_Records supplied_
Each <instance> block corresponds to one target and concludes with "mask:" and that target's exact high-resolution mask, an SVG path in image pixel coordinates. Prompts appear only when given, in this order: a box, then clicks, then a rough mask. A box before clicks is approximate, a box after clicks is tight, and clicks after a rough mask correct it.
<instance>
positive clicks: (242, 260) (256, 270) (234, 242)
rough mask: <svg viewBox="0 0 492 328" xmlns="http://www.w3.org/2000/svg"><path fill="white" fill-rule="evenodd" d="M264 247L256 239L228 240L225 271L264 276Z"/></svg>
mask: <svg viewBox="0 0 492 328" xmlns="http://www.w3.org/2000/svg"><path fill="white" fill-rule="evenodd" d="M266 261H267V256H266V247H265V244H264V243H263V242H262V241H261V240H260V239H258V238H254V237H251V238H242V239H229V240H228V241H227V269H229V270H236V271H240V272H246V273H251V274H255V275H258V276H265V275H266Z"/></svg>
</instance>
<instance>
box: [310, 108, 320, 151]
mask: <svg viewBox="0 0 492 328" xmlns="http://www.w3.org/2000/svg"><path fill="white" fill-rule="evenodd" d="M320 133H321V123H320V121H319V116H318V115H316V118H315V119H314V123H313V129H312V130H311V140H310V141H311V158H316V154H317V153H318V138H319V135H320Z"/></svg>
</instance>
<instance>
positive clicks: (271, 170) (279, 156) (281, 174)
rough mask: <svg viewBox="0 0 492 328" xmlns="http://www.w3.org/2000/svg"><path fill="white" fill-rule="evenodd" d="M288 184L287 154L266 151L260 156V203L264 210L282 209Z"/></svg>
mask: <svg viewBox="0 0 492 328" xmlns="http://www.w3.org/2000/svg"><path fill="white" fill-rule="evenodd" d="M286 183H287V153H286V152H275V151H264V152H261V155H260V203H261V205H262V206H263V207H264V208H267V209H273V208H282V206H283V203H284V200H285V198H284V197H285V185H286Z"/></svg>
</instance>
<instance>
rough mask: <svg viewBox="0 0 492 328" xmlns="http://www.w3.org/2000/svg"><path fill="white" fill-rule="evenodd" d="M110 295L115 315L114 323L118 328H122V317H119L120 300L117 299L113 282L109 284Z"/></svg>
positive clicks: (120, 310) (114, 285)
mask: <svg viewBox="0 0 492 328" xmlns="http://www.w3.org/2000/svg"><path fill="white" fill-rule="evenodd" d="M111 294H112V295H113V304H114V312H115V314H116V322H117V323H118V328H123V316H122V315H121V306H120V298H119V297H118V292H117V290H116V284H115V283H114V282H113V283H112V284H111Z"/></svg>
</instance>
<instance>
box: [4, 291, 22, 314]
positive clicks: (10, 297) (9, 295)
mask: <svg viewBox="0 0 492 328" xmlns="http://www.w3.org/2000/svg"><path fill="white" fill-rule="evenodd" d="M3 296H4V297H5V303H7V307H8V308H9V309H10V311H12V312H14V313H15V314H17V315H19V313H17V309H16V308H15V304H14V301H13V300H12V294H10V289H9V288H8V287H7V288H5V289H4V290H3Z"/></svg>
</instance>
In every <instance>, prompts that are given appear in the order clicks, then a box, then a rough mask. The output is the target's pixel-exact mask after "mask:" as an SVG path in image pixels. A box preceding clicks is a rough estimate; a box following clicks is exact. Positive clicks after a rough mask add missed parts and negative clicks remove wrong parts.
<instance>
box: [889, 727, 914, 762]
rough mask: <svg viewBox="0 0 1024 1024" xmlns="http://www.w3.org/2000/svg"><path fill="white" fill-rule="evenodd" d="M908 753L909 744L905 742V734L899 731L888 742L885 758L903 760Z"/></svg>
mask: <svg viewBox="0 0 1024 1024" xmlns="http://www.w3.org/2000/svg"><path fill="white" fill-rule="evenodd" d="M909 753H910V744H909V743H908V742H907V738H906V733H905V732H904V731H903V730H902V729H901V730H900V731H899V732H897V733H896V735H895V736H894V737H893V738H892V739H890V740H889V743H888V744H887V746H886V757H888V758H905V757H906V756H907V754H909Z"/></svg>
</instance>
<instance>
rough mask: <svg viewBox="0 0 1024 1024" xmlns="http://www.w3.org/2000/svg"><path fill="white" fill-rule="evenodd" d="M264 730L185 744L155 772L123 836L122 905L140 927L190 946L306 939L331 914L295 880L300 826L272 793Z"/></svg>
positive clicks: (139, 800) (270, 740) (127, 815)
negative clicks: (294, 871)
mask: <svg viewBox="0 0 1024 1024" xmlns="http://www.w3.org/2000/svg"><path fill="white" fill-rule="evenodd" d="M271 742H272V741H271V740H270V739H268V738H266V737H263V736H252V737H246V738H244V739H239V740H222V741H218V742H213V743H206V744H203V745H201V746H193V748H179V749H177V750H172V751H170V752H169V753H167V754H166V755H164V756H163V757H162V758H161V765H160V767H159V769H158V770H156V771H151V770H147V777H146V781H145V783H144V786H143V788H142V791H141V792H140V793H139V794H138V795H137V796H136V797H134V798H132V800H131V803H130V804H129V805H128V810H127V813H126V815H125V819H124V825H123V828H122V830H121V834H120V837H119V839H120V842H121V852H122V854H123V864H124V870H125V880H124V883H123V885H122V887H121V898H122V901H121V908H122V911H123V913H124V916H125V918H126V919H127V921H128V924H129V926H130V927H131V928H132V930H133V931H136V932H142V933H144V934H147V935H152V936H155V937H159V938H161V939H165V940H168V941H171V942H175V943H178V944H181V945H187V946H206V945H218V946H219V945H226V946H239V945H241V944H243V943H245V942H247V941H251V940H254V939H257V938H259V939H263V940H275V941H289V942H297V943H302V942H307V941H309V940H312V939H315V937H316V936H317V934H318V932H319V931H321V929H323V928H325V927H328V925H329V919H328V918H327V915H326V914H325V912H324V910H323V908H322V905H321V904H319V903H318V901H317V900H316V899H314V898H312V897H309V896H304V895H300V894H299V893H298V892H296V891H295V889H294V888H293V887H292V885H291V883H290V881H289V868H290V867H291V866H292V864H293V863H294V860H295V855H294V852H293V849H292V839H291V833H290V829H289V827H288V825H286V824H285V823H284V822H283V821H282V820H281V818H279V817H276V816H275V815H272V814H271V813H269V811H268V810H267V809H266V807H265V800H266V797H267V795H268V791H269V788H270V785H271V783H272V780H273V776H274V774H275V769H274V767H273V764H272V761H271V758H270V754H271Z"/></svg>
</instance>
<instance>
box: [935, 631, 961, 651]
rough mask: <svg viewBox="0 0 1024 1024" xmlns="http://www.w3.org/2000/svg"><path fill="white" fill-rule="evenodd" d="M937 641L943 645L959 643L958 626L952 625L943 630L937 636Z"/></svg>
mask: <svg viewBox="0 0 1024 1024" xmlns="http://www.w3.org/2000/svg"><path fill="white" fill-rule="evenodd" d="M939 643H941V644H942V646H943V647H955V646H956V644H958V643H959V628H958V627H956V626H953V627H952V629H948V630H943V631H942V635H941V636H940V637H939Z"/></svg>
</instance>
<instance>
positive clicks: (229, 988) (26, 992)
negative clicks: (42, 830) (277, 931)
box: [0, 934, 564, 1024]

_Activity_
Everything from the line containing "positive clicks: (139, 800)" through the line containing "box: [935, 631, 961, 651]" in the material above should be retyped exactly, both ends included, and nothing more.

_Exercise output_
positive clicks: (139, 800) (270, 740) (127, 815)
negative clicks: (294, 871)
mask: <svg viewBox="0 0 1024 1024" xmlns="http://www.w3.org/2000/svg"><path fill="white" fill-rule="evenodd" d="M271 742H272V741H271V740H270V739H268V738H266V737H263V736H252V737H246V738H244V739H239V740H222V741H218V742H213V743H206V744H203V745H201V746H193V748H179V749H177V750H172V751H170V752H169V753H167V754H166V755H164V756H163V757H162V758H161V765H160V767H159V769H158V770H156V771H151V770H147V777H146V781H145V783H144V786H143V788H142V791H141V792H140V793H139V794H138V795H137V796H136V797H134V798H132V800H131V803H130V804H129V805H128V810H127V813H126V815H125V819H124V825H123V828H122V830H121V834H120V837H119V839H120V842H121V852H122V854H123V864H124V870H125V880H124V883H123V885H122V887H121V898H122V901H121V908H122V911H123V913H124V916H125V918H126V919H127V921H128V924H129V926H130V927H131V928H132V930H133V931H136V932H142V933H144V934H147V935H152V936H155V937H159V938H161V939H165V940H168V941H171V942H175V943H178V944H181V945H187V946H206V945H218V946H219V945H226V946H239V945H241V944H243V943H245V942H247V941H251V940H254V939H257V938H259V939H263V940H275V941H289V942H297V943H302V942H307V941H309V940H312V939H315V937H316V936H317V934H318V932H319V931H321V929H323V928H325V927H328V925H329V919H328V918H327V915H326V914H325V912H324V910H323V908H322V905H321V904H319V903H318V901H317V900H316V899H314V898H312V897H309V896H304V895H300V894H299V893H298V892H296V891H295V889H294V888H293V887H292V885H291V883H290V881H289V868H290V867H291V866H292V864H293V863H294V860H295V855H294V852H293V849H292V839H291V833H290V829H289V827H288V825H286V824H285V823H284V822H283V821H282V820H281V818H279V817H276V816H275V815H272V814H271V813H269V811H268V810H267V809H266V807H265V800H266V797H267V795H268V791H269V788H270V785H271V783H272V780H273V776H274V774H275V769H274V767H273V764H272V761H271V758H270V754H271Z"/></svg>
</instance>
<instance>
box: [935, 631, 961, 651]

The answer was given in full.